** PASSAGE SHOWN **
★ ★ ★ ★ ★ ★ ★
Active in Africa, Lucky Iron Fish is hoping to extend its reach in India — a country where iron deficiency is a major health concern — and Summerlee has started talking to Carleton’s Canada-India Centre about how to better connect with people in India.
“For me, ‘Here for Good’ is a beacon for a university where the way things are done is different,” he says. “But just saying the words is not enough. How are we putting this idea into practice? How does that make us different in teaching, in research, in community service? How can we use this idea to enhance our reputation more broadly?”
Separating Fact from Fiction
In mid-October, Summerlee and Jerry Tomberlin, Carleton’s interim provost and vice-president (Academic), sat at the front of a conference room in Residence Commons, taking questions from the floor. The gathering was the university’s inaugural Rumour Mill, an opportunity for anybody in the Carleton community to ask questions and “separate fact from fiction.”
The focus of their inquiries varied tremendously, from the code of conduct for members of the Board of Governors and the review process for Carleton’s sexual assault policy to traffic concerns, precarious work and the creation of new endowed chairs.
★ ★ ★ ★ ★ ★ ★
** GIVEN TASK A **
According to the Carleton passage, where was the inaugural Rumour Mill held?
** GIVEN TASK B **
Reproduce the part of the Carleton passage that opens with the words containing "Separating Fact from" and closes with "new endowed chairs.".
The records after this passage are unrelated material.
★ ★ ★ ★ ★ ★ ★
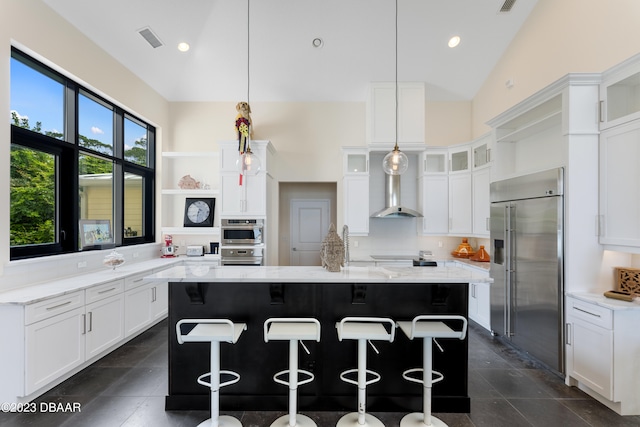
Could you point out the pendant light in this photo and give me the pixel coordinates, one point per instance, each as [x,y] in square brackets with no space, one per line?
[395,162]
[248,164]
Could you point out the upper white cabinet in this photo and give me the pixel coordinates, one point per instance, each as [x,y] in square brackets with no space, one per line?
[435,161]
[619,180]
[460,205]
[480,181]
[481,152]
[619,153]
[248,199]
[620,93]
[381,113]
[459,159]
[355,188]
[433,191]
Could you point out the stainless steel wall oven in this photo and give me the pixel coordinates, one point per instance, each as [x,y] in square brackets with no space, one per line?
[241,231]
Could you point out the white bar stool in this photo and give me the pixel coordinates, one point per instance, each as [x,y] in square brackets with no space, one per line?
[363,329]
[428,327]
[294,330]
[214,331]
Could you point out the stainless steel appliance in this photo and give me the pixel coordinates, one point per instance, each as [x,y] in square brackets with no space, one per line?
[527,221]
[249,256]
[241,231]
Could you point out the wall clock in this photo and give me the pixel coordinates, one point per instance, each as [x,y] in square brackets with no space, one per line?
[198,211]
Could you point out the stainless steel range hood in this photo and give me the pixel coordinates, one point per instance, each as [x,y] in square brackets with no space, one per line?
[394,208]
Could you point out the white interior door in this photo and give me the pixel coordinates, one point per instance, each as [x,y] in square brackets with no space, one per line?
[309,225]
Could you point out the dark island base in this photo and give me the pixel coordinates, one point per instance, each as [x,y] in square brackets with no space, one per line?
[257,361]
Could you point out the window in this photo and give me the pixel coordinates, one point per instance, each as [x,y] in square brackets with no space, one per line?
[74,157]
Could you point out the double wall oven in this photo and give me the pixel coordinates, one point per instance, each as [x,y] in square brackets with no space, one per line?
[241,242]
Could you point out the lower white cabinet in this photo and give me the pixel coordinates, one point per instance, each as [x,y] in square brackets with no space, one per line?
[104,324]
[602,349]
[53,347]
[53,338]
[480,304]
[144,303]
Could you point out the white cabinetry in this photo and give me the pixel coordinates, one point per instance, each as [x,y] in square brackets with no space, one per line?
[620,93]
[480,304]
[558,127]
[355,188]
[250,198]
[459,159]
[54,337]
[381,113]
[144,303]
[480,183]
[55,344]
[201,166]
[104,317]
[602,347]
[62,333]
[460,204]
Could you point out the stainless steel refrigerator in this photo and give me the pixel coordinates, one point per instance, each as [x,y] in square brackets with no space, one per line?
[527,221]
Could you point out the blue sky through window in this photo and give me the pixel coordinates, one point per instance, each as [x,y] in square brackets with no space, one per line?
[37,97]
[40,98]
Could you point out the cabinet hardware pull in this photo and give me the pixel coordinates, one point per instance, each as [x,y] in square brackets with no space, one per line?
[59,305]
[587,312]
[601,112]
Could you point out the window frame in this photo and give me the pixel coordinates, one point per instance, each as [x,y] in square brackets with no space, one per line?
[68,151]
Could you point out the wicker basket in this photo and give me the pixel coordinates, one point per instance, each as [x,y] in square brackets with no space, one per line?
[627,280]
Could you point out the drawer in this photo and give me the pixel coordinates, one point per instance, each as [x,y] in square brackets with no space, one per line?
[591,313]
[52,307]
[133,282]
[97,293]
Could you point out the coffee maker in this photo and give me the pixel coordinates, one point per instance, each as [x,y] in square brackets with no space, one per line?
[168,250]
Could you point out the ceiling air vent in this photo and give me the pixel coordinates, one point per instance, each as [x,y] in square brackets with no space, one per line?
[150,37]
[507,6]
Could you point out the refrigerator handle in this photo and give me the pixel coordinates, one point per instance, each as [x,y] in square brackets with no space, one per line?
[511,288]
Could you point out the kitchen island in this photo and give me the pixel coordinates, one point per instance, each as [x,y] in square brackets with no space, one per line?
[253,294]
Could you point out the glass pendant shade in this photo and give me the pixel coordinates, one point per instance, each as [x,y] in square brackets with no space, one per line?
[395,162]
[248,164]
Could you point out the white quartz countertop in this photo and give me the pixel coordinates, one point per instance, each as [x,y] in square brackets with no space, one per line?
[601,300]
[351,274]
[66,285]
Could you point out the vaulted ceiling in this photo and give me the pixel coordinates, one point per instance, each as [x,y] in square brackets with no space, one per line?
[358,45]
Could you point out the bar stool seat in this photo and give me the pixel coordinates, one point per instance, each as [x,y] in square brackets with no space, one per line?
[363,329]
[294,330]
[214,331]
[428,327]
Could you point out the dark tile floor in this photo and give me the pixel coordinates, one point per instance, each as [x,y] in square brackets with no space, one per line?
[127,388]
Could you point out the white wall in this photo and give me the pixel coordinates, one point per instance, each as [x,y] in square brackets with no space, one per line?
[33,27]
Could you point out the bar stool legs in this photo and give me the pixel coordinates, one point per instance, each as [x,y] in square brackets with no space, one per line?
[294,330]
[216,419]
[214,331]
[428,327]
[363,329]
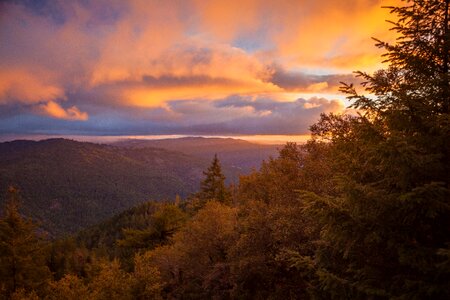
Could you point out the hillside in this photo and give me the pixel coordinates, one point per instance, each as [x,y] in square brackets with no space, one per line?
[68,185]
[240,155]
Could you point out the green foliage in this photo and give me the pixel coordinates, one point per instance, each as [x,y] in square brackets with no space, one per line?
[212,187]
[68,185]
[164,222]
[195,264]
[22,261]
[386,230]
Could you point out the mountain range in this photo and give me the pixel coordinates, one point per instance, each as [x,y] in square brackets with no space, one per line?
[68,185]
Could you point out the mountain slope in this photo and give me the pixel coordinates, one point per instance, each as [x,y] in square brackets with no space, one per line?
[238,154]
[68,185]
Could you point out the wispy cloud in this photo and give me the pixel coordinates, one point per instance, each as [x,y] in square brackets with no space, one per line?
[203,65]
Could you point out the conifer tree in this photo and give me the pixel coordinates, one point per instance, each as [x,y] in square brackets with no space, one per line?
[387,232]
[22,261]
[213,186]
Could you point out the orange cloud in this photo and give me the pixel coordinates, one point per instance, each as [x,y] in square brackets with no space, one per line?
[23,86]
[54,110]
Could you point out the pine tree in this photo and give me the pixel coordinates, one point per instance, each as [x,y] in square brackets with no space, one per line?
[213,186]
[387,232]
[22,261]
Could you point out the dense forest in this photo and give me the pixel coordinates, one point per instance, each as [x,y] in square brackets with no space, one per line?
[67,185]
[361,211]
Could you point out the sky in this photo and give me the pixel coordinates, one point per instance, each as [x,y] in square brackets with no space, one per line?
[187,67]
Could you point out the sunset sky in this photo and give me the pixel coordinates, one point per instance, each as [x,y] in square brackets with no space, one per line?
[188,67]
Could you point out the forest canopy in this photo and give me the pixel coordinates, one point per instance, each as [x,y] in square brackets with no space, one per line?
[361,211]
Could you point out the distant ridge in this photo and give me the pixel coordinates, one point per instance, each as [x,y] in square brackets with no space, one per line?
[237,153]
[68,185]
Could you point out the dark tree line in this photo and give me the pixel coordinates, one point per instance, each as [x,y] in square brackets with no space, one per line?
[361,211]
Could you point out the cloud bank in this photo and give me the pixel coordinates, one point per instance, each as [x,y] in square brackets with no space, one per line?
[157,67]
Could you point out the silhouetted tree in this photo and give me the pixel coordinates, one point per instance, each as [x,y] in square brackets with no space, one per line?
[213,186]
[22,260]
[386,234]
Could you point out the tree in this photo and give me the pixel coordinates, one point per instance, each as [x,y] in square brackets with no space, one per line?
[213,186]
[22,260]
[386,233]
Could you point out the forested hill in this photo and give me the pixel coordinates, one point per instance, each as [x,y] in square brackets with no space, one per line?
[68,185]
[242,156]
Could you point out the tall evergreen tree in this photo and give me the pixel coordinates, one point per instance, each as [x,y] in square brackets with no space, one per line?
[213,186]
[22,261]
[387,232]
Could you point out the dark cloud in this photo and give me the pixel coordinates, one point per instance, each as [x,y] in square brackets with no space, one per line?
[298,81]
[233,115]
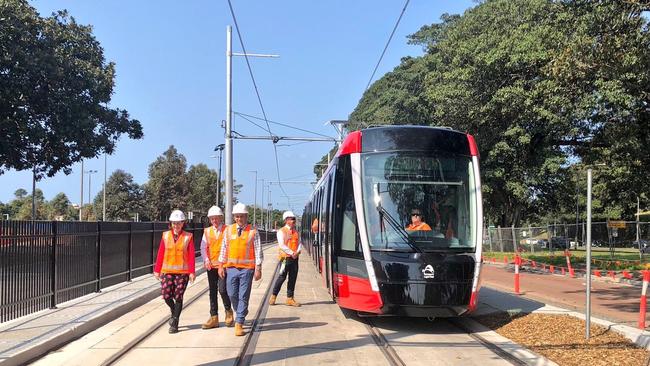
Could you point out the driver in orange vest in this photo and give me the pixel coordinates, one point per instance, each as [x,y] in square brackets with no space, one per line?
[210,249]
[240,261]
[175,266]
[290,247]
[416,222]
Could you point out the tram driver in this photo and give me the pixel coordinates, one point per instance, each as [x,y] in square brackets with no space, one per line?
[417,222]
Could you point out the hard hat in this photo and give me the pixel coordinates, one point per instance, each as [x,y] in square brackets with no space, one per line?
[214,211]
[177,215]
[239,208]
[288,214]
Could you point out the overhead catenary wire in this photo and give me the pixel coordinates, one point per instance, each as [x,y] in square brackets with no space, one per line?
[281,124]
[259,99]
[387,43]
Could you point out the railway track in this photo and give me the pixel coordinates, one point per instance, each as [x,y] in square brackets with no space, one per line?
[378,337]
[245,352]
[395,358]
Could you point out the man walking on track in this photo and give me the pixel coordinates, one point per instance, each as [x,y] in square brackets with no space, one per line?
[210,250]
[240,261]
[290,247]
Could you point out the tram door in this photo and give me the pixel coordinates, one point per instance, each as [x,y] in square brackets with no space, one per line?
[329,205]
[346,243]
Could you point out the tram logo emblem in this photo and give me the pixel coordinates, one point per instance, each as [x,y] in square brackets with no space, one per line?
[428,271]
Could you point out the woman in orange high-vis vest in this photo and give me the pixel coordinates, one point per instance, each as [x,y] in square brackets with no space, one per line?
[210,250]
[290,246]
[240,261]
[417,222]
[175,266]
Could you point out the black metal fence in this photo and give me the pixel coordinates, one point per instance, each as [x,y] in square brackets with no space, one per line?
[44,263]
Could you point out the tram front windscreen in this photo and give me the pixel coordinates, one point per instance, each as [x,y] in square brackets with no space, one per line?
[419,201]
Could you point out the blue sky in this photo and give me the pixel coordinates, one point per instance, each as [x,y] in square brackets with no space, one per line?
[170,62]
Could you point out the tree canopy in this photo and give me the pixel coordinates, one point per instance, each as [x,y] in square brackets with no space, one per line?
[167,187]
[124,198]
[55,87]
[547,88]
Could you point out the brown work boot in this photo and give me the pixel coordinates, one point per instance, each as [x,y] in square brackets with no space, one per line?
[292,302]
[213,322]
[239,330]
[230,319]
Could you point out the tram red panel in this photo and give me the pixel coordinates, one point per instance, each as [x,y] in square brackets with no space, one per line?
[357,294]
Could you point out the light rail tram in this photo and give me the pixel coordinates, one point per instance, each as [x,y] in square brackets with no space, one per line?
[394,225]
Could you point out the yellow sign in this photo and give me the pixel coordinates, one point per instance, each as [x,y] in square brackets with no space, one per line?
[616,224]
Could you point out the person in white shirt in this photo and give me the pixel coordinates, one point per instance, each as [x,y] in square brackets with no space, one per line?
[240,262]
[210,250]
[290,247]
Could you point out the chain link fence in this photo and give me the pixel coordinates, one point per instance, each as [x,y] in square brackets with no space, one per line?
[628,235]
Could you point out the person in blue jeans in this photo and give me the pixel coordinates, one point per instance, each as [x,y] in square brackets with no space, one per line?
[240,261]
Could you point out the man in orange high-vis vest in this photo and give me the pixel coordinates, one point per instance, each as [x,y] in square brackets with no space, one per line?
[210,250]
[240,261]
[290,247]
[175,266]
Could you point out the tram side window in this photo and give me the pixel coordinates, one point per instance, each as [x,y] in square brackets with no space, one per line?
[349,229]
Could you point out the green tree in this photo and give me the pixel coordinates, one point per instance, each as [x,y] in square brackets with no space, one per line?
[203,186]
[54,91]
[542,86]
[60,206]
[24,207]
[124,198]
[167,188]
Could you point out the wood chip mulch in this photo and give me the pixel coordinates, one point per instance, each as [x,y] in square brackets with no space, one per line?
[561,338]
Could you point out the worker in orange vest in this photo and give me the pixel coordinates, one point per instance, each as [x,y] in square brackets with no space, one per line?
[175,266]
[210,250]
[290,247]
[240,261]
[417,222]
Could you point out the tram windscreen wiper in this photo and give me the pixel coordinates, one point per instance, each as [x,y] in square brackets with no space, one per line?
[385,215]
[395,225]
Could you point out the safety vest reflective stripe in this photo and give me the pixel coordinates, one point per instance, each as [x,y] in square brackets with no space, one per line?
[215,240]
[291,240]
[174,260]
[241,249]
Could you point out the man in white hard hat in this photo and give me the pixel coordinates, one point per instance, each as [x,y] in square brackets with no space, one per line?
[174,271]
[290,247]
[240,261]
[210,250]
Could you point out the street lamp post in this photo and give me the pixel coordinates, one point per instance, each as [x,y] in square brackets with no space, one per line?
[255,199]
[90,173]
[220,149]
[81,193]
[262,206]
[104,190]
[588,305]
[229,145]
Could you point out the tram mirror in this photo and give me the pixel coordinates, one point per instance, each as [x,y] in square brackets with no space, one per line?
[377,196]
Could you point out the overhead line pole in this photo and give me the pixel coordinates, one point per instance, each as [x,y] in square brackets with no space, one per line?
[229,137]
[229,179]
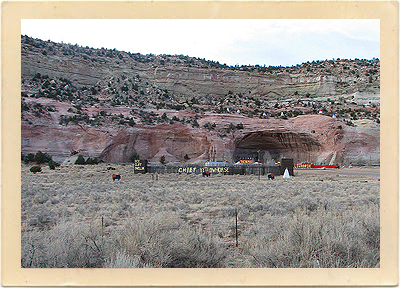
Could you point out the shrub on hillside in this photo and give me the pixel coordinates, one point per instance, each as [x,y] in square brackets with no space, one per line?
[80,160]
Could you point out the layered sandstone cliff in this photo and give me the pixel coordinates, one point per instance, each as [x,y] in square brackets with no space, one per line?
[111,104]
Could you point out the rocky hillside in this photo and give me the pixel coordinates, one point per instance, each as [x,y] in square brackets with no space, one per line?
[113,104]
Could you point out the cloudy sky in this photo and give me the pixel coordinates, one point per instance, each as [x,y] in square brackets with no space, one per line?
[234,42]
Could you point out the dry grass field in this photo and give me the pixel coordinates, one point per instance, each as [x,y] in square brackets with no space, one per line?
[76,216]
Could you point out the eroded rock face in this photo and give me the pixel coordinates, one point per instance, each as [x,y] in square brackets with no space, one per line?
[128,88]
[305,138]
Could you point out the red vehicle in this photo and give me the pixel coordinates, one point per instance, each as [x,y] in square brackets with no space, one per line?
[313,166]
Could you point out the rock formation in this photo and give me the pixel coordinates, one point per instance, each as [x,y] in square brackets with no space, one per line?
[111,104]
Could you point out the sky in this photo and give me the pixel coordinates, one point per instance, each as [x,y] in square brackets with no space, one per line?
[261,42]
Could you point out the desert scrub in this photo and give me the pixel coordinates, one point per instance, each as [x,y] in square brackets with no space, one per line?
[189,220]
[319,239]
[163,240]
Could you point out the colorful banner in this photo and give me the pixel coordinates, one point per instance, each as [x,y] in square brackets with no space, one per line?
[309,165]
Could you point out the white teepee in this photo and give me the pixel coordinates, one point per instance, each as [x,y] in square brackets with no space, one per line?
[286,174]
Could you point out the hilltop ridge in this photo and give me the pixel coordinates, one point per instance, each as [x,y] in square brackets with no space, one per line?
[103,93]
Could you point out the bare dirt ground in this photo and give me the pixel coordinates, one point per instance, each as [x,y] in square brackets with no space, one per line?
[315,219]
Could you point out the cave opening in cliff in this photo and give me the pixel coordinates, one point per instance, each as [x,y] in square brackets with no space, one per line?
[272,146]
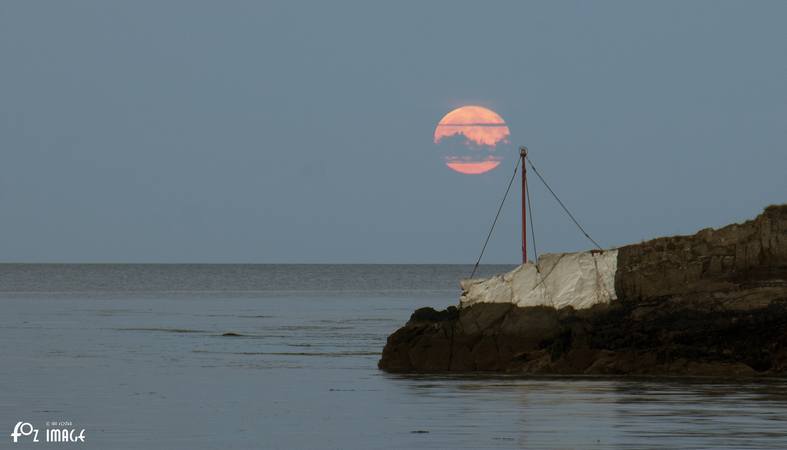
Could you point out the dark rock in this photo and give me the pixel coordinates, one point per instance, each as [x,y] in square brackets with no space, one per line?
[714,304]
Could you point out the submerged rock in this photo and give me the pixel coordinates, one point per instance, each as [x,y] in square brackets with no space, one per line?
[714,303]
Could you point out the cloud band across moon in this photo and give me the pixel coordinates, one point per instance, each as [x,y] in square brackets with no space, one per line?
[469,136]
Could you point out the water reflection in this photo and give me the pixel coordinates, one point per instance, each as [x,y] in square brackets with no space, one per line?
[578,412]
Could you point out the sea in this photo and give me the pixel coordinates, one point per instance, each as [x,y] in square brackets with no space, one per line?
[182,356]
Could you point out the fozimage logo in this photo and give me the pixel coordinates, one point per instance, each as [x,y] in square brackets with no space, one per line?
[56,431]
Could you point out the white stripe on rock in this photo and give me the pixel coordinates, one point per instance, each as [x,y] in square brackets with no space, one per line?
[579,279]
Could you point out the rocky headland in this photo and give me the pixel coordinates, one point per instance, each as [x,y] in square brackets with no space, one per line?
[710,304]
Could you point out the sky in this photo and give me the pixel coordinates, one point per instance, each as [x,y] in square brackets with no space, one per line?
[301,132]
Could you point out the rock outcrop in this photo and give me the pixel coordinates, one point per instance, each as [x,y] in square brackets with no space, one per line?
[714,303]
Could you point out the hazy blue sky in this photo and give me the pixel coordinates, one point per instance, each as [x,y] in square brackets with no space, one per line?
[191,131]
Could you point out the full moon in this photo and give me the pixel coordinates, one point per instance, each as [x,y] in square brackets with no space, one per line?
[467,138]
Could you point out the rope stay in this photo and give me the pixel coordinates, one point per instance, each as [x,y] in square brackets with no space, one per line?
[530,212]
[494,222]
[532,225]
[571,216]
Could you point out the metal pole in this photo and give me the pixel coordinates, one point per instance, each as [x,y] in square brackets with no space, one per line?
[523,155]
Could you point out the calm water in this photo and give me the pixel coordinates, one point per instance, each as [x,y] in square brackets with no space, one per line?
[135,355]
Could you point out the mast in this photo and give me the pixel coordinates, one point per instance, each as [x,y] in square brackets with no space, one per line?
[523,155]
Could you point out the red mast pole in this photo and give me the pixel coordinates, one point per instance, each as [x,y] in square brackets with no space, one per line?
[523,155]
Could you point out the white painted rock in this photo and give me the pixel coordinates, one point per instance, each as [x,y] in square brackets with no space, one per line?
★ ★ ★ ★ ★ ★ ★
** OUTPUT A **
In a conference room in Residence Commons.

** OUTPUT B **
Separating Fact from Fiction
In mid-October, Summerlee and Jerry Tomberlin, Carleton’s interim provost and vice-president (Academic), sat at the front of a conference room in Residence Commons, taking questions from the floor. The gathering was the university’s inaugural Rumour Mill, an opportunity for anybody in the Carleton community to ask questions and “separate fact from fiction.”
The focus of their inquiries varied tremendously, from the code of conduct for members of the Board of Governors and the review process for Carleton’s sexual assault policy to traffic concerns, precarious work and the creation of new endowed chairs.